# START OF WORKING DATA
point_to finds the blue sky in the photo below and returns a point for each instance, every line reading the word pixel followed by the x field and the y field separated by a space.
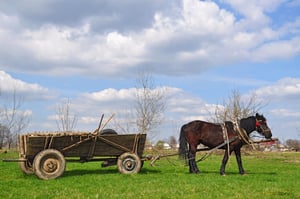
pixel 199 51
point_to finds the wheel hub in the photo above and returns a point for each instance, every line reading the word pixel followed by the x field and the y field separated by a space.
pixel 50 165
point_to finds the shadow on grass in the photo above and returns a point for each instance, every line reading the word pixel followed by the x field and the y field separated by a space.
pixel 237 173
pixel 112 170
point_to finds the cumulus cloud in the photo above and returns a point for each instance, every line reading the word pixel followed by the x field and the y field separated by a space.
pixel 287 88
pixel 9 85
pixel 175 38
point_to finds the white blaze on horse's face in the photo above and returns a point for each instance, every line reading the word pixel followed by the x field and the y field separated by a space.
pixel 262 127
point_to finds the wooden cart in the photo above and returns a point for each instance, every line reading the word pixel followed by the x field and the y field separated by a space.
pixel 45 154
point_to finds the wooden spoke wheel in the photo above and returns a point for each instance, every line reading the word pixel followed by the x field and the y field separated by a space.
pixel 49 164
pixel 26 167
pixel 129 163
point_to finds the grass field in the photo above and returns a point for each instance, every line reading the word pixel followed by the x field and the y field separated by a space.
pixel 269 175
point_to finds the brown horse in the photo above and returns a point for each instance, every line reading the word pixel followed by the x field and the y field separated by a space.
pixel 229 137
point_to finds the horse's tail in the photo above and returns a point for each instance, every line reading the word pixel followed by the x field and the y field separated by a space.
pixel 183 147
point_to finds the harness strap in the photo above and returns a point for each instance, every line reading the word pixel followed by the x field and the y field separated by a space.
pixel 243 135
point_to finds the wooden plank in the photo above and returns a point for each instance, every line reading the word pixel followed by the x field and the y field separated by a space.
pixel 79 144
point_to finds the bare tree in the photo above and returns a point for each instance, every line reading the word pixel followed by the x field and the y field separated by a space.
pixel 13 120
pixel 235 108
pixel 65 120
pixel 150 105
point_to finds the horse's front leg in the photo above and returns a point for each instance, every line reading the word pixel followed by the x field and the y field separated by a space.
pixel 192 161
pixel 224 162
pixel 239 160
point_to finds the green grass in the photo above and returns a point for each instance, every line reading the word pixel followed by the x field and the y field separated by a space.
pixel 269 175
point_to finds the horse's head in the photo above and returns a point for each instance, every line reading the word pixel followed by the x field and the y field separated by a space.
pixel 262 127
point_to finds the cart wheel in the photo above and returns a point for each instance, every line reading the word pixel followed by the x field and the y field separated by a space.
pixel 129 163
pixel 26 167
pixel 49 164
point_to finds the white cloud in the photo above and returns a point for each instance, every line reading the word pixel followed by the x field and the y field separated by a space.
pixel 286 88
pixel 9 85
pixel 195 35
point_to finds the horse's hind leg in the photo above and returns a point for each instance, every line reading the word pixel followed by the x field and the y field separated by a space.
pixel 239 160
pixel 192 161
pixel 224 162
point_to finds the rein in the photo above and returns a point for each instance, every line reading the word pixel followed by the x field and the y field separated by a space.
pixel 243 135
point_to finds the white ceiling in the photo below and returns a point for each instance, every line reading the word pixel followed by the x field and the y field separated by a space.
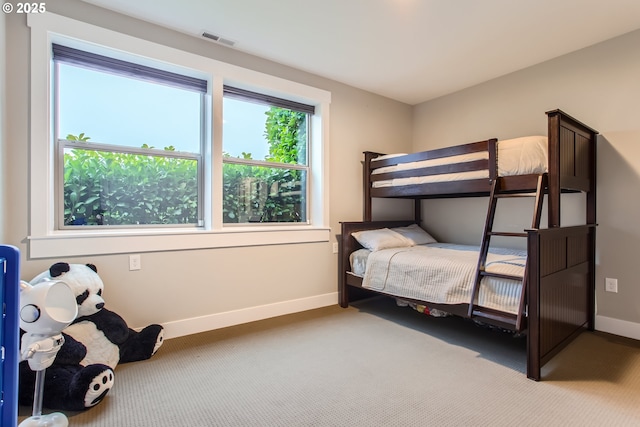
pixel 408 50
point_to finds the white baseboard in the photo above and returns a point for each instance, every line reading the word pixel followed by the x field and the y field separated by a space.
pixel 618 327
pixel 236 317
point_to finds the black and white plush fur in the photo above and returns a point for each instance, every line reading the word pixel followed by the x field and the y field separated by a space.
pixel 96 341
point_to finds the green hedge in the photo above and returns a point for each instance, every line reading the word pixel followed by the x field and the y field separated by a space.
pixel 105 188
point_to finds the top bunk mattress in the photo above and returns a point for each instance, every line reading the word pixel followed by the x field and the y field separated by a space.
pixel 517 156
# END OF WORKING DATA
## [OBJECTIVE]
Give as a JSON list of strings, one string per line, the lines from the beginning of the rows through the line with "pixel 50 165", both ends included and blank lines left out. Omit the pictures from the list.

## [THE REPLY]
[
  "point_to finds the blue sky in the photo below and returns a point for each instance, every line reading the word pixel followed by the x field and the y field separated by a space.",
  "pixel 199 51",
  "point_to finds the wheel hub in the photo above and returns a point for each instance, every line reading the word pixel followed by the x field and the y field separated by a space.",
  "pixel 50 165"
]